* [Goal] Pick out each line in the rows below that has the word "menu" in it, and copy those lines. Upper- and lowercase letters must match.

* [Data to process]
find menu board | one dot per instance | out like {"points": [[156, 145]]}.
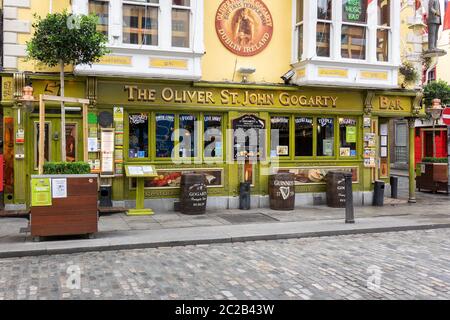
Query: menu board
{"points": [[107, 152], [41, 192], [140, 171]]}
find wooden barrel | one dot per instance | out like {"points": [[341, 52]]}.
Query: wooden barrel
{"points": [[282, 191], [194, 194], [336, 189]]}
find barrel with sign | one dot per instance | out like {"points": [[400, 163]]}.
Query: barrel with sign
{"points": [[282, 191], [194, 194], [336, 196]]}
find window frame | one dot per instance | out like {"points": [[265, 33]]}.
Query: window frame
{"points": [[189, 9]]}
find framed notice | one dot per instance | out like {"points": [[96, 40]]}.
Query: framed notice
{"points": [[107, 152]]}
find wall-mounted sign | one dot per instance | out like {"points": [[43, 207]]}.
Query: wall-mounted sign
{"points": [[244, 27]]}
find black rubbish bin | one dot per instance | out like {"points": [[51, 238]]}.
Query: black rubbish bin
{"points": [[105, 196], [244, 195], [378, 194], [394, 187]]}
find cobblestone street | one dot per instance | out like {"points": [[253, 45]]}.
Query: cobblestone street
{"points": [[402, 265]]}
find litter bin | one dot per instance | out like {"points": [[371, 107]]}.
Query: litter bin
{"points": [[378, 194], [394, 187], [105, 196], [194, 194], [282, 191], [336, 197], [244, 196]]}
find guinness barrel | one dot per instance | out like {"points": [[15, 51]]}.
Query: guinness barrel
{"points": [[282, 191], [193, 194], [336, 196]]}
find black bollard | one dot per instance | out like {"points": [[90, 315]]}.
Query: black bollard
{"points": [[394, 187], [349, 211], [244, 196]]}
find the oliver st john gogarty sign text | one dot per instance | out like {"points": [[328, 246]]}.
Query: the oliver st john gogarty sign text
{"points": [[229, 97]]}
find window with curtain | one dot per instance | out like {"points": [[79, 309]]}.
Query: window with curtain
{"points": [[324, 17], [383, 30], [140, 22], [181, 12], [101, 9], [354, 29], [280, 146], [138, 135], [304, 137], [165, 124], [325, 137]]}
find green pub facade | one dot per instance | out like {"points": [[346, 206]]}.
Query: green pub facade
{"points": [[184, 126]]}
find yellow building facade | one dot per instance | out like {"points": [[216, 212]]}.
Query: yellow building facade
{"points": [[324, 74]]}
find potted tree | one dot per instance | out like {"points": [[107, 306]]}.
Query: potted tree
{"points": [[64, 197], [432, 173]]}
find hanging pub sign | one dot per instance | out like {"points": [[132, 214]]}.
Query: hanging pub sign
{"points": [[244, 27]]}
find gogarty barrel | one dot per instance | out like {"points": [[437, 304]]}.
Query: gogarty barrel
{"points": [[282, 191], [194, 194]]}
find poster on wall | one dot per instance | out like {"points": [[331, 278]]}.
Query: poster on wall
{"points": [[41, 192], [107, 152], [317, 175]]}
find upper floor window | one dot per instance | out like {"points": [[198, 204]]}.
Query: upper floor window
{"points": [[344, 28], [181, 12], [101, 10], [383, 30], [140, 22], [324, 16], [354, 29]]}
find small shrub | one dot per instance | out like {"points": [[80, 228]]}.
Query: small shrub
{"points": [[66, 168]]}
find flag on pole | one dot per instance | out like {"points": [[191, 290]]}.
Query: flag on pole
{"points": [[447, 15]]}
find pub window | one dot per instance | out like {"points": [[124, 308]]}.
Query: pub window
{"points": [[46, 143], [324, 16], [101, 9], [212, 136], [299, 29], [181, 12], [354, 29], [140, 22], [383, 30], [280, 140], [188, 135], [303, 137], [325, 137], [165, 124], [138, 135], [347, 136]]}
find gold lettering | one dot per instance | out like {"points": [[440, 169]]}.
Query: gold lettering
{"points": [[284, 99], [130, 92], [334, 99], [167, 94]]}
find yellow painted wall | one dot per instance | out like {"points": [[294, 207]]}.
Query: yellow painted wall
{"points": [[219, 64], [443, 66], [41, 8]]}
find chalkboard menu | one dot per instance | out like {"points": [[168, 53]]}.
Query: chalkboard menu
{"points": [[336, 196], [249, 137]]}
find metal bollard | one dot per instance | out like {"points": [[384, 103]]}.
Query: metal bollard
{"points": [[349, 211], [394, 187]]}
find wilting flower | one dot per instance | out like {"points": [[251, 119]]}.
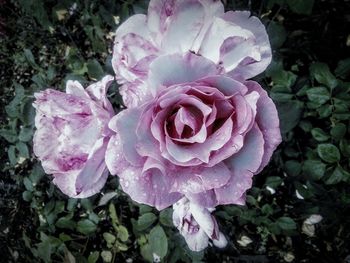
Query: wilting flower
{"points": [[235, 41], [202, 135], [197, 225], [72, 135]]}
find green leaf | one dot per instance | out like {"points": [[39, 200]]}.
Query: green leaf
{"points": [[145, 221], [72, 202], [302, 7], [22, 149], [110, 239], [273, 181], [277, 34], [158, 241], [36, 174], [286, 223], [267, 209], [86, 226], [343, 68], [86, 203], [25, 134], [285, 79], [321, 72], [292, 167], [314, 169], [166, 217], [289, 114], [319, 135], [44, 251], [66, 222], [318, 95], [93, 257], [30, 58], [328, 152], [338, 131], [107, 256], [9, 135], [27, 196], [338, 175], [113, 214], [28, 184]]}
--
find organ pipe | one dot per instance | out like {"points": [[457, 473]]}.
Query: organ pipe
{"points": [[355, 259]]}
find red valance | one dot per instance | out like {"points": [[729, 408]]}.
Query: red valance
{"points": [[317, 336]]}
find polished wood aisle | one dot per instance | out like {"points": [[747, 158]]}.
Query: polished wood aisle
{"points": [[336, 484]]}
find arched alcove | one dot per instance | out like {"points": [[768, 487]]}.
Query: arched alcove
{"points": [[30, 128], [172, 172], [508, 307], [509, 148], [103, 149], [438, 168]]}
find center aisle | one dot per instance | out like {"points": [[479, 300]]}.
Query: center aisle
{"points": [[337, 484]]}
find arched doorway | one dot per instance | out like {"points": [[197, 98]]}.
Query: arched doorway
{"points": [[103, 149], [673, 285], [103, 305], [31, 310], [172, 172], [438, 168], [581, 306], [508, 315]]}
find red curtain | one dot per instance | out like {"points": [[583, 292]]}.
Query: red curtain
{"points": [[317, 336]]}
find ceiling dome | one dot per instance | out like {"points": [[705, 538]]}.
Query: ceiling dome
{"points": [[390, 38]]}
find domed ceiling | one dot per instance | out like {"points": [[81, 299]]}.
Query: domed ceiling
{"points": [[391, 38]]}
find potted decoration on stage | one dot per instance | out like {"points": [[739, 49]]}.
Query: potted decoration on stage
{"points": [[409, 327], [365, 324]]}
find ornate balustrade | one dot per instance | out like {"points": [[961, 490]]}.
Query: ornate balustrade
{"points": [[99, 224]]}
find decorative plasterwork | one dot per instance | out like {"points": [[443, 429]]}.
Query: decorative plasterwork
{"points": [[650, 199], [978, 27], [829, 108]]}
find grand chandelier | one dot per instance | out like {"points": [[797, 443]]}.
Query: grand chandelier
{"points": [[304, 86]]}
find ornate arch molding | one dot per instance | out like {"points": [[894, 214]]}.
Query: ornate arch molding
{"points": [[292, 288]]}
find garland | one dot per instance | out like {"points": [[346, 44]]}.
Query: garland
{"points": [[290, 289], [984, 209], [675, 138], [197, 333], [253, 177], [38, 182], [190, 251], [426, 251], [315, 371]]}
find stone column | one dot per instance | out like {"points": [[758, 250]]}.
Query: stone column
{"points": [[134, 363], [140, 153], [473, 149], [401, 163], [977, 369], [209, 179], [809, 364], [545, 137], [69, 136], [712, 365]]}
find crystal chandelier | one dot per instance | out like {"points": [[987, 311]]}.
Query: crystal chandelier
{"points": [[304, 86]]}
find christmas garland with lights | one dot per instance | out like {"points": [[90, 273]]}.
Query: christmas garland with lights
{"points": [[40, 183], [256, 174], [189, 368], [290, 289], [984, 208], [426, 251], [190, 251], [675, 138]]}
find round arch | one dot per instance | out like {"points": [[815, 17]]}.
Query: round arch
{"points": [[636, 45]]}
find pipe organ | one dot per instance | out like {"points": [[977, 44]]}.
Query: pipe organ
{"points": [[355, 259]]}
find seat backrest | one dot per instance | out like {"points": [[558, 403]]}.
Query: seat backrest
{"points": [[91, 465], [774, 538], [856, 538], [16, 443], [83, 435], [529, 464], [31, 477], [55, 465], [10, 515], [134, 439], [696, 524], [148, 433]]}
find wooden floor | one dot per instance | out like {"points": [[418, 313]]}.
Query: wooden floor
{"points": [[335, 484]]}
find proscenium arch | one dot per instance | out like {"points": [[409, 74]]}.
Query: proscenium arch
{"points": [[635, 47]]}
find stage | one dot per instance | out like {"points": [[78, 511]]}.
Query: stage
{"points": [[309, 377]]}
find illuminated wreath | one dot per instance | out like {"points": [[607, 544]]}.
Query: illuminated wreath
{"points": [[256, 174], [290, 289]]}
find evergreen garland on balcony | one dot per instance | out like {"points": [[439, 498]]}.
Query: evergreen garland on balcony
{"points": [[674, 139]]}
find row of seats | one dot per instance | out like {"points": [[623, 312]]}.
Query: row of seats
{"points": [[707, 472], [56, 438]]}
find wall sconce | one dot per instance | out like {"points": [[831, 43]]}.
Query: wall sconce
...
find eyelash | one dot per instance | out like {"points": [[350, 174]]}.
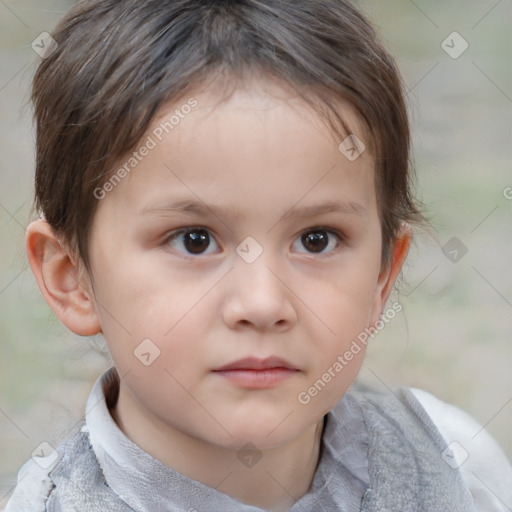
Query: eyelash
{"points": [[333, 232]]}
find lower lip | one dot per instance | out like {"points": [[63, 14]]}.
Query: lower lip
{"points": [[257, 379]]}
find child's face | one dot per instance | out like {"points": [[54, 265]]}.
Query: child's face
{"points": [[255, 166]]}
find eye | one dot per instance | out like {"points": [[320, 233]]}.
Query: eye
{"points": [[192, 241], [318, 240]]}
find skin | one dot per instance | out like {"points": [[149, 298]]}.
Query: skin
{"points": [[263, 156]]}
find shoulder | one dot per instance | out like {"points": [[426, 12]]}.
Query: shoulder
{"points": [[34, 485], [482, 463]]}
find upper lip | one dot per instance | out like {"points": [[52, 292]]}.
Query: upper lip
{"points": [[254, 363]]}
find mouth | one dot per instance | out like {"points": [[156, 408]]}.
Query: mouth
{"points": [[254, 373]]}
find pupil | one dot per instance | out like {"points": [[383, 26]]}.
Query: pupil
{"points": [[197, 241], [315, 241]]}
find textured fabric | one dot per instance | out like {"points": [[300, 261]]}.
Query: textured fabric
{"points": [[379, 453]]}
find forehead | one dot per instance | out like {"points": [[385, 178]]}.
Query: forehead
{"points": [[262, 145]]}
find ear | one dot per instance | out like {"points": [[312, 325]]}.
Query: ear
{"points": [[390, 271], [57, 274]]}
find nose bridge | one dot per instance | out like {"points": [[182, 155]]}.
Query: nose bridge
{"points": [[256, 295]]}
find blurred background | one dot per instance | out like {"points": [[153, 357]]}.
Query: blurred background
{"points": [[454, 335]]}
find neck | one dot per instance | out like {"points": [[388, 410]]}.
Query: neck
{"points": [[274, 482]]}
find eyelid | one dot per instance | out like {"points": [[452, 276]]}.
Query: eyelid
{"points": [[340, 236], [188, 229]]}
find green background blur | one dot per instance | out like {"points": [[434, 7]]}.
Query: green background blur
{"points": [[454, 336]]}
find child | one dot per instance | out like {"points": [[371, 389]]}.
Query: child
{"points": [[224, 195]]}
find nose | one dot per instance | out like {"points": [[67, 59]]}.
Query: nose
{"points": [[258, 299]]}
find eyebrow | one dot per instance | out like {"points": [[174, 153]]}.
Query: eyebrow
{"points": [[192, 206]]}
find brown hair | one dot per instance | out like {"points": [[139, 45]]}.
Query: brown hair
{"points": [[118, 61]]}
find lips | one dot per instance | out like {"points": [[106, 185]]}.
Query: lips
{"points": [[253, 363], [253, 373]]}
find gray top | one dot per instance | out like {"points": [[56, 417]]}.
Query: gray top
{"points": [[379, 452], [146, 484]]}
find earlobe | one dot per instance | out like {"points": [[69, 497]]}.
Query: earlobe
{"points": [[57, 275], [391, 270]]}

* [Answer in full]
find menu board | one dot per instance | out like {"points": [[156, 145]]}.
Query: menu board
find chalkboard menu | one dot per instance | out like {"points": [[168, 53]]}.
Query: chalkboard menu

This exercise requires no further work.